=== Data records ===

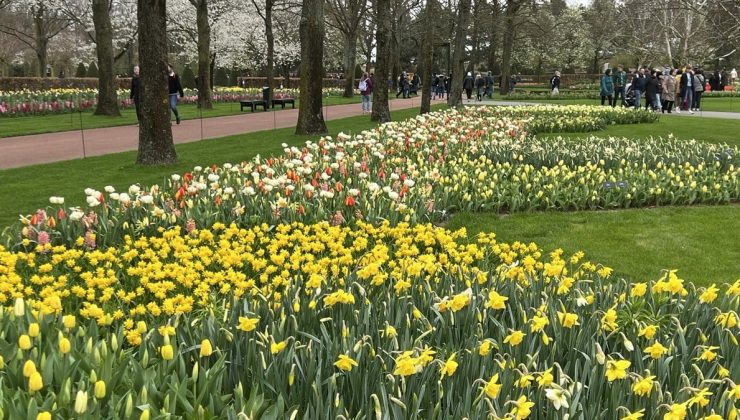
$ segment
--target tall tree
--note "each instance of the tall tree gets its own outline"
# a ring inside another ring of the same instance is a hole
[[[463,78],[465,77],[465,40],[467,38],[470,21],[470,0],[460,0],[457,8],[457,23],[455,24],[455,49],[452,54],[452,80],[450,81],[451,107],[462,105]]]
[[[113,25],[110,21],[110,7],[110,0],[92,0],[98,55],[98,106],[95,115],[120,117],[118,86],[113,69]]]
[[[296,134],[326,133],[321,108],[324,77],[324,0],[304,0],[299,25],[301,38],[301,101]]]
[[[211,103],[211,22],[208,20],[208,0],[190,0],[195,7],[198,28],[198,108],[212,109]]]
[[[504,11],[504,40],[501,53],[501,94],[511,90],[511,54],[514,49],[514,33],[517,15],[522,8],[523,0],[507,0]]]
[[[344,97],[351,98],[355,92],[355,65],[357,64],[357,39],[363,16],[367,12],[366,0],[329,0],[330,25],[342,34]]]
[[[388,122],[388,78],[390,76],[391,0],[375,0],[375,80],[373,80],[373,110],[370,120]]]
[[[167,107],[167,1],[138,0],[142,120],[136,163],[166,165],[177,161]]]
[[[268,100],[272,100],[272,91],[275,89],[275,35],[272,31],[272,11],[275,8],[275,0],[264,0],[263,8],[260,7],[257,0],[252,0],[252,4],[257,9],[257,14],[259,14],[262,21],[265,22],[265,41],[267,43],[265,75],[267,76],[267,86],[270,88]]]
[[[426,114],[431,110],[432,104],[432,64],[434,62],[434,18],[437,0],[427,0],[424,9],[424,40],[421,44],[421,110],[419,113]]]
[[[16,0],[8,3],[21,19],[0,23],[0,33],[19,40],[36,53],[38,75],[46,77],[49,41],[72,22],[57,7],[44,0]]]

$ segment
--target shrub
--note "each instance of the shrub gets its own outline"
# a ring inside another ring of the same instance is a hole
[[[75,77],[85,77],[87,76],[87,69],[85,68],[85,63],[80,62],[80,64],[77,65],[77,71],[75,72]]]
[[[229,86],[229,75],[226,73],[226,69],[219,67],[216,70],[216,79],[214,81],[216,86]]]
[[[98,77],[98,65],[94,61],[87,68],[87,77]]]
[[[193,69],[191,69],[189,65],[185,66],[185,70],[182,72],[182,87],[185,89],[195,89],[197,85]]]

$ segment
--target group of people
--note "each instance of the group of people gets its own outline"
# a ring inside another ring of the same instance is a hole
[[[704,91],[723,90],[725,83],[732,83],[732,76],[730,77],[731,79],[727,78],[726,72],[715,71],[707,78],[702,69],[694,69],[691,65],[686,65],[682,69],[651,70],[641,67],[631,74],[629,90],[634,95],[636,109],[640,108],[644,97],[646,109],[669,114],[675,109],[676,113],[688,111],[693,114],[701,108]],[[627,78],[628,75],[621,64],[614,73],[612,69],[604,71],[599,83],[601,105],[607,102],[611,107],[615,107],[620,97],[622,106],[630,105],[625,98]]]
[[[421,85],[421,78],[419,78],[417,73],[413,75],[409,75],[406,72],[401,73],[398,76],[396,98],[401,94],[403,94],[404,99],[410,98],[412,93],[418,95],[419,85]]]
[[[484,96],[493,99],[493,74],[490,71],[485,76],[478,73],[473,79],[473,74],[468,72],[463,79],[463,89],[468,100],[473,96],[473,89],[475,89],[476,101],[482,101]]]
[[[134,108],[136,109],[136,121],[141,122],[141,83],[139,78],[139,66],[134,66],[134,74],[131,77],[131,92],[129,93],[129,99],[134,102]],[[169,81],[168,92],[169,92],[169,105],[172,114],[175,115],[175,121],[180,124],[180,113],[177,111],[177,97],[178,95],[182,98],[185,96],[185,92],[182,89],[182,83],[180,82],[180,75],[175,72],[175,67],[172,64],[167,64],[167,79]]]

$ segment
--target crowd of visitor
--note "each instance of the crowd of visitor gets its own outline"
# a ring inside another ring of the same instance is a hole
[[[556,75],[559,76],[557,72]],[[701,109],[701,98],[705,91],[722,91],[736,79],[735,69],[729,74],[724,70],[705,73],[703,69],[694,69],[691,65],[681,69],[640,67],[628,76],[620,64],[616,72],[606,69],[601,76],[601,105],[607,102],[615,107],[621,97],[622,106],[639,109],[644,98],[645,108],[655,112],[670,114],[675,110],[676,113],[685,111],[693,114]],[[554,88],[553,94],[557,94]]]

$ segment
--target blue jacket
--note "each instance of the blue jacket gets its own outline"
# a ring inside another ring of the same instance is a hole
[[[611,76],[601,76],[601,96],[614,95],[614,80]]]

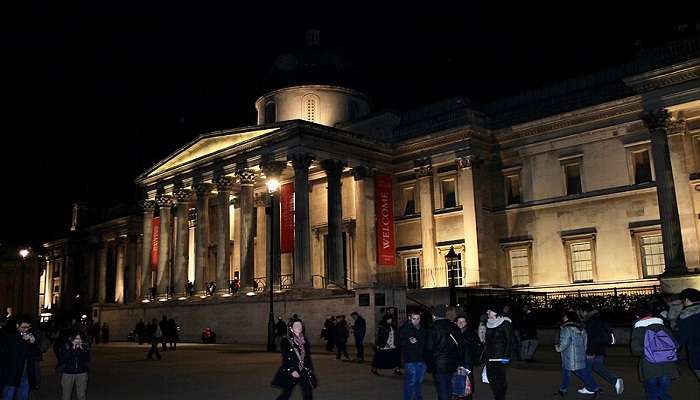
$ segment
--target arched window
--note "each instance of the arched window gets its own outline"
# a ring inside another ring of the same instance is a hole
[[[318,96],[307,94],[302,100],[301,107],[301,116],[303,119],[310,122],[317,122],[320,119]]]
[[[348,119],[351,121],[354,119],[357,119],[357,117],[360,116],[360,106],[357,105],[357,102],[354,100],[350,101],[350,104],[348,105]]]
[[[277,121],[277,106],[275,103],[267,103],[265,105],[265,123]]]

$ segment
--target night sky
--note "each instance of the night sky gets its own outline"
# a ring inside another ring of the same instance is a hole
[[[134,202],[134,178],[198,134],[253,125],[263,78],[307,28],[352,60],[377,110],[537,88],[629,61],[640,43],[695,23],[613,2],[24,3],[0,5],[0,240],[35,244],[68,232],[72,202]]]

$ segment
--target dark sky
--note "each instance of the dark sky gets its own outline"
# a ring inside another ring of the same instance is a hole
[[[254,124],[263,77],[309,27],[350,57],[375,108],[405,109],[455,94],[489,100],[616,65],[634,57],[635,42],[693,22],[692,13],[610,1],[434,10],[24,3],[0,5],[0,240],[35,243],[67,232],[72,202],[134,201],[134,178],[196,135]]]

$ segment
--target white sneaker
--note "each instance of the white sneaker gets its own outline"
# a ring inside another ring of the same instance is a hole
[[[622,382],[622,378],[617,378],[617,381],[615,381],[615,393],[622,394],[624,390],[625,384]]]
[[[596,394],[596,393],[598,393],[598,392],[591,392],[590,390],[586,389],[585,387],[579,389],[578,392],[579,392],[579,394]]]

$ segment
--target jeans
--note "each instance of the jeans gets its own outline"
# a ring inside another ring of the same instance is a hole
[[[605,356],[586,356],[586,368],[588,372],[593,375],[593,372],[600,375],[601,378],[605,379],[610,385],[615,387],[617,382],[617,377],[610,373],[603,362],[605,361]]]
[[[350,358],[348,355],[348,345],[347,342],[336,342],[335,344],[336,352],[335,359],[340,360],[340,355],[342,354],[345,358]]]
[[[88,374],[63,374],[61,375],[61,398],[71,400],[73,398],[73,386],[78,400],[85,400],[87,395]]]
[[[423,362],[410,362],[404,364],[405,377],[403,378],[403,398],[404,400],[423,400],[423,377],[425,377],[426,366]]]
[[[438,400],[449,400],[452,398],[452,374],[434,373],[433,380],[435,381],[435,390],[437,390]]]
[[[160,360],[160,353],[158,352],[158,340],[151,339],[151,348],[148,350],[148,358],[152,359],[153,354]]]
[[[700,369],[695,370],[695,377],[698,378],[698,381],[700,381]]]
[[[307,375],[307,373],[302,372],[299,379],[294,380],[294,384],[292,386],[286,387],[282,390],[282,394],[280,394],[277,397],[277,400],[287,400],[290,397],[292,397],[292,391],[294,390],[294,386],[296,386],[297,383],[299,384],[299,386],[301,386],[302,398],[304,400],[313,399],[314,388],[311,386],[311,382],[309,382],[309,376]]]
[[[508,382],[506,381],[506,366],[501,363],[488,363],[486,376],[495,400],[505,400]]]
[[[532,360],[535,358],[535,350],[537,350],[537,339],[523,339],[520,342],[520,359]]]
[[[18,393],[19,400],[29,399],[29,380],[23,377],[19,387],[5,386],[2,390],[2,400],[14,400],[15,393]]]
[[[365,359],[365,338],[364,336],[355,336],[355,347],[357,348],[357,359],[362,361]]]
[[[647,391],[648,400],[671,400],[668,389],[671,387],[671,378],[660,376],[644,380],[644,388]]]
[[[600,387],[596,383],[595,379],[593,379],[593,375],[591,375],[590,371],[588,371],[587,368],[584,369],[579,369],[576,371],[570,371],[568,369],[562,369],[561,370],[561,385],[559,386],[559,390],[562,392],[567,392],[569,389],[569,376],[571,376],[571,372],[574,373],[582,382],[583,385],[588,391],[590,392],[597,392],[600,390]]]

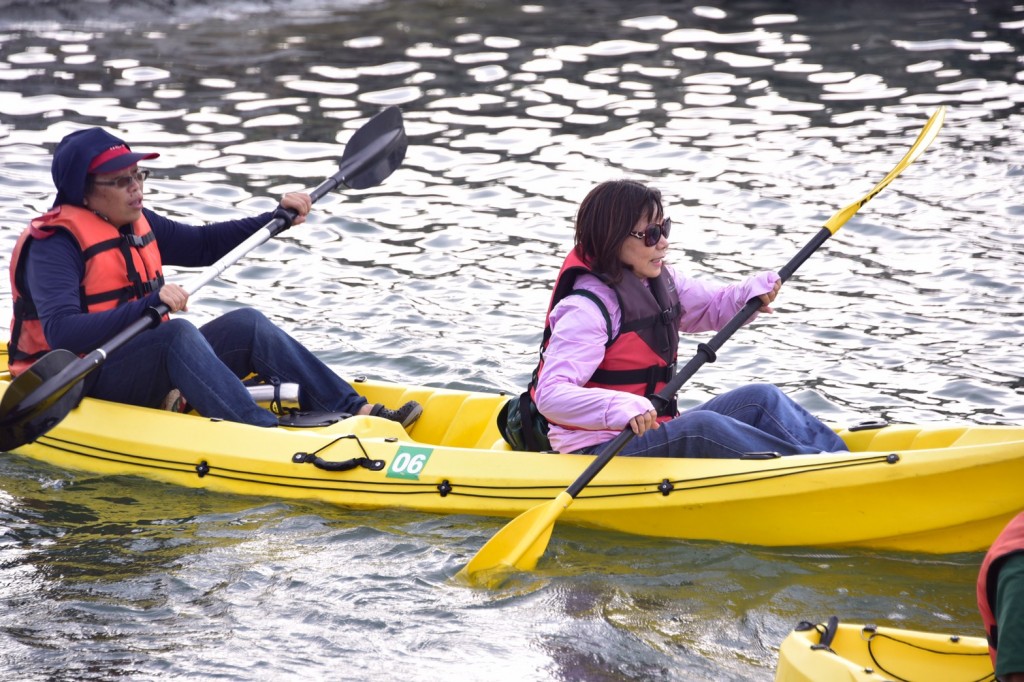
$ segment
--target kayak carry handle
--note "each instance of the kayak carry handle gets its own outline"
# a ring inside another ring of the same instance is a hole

===
=== Data records ===

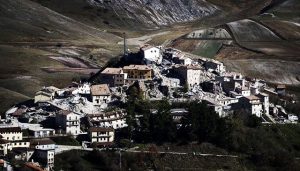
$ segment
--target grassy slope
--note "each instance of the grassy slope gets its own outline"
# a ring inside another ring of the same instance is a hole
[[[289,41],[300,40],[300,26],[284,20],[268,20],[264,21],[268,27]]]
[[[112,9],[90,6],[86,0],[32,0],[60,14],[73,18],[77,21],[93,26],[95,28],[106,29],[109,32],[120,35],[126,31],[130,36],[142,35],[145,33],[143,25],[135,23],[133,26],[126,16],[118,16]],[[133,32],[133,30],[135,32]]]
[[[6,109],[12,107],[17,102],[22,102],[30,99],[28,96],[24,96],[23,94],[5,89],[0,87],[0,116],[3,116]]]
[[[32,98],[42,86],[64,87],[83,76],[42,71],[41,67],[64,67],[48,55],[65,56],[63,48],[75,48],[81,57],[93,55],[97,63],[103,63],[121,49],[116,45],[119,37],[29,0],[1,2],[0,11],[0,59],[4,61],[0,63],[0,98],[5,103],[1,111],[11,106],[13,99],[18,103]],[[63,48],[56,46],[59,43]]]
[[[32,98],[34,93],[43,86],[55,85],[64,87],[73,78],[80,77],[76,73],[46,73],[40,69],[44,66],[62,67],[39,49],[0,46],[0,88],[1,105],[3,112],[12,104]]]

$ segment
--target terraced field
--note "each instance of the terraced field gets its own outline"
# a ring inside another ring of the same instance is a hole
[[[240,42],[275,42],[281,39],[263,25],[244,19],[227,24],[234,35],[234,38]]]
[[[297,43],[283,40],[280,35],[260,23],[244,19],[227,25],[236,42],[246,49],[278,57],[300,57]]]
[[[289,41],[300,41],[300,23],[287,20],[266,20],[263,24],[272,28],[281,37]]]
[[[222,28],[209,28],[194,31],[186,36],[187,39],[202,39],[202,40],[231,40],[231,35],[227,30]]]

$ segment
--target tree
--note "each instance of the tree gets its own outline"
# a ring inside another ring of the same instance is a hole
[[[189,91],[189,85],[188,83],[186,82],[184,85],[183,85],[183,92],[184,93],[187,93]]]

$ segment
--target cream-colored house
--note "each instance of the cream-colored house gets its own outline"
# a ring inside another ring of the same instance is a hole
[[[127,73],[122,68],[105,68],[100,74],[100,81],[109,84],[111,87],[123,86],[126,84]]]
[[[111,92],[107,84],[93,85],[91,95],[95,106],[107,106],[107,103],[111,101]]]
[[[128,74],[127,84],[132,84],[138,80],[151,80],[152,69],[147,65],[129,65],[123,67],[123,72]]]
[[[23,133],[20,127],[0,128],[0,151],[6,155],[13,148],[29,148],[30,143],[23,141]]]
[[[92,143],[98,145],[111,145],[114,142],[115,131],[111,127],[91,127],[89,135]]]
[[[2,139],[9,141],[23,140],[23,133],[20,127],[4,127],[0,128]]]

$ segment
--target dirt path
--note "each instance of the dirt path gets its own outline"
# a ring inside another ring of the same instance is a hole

===
=== Data records ===

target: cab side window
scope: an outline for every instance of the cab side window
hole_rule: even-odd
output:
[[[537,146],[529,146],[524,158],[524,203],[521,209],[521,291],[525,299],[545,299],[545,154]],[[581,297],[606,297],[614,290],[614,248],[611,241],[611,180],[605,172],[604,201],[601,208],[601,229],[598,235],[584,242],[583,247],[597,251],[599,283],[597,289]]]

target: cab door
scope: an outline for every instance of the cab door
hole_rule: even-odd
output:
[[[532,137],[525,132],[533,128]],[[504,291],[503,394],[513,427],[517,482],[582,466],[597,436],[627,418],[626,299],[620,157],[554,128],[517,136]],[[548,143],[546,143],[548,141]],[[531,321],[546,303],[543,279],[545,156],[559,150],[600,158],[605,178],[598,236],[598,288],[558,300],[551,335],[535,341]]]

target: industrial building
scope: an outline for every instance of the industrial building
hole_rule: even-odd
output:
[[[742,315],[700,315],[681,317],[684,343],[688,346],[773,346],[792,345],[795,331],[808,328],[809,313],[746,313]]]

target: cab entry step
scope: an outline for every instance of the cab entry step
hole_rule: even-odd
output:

===

→ What the task asks: Your job is to return all lines above that hold the word "terraced".

→ Exercise solution:
--target terraced field
--note "each instance of the terraced field gets its own outline"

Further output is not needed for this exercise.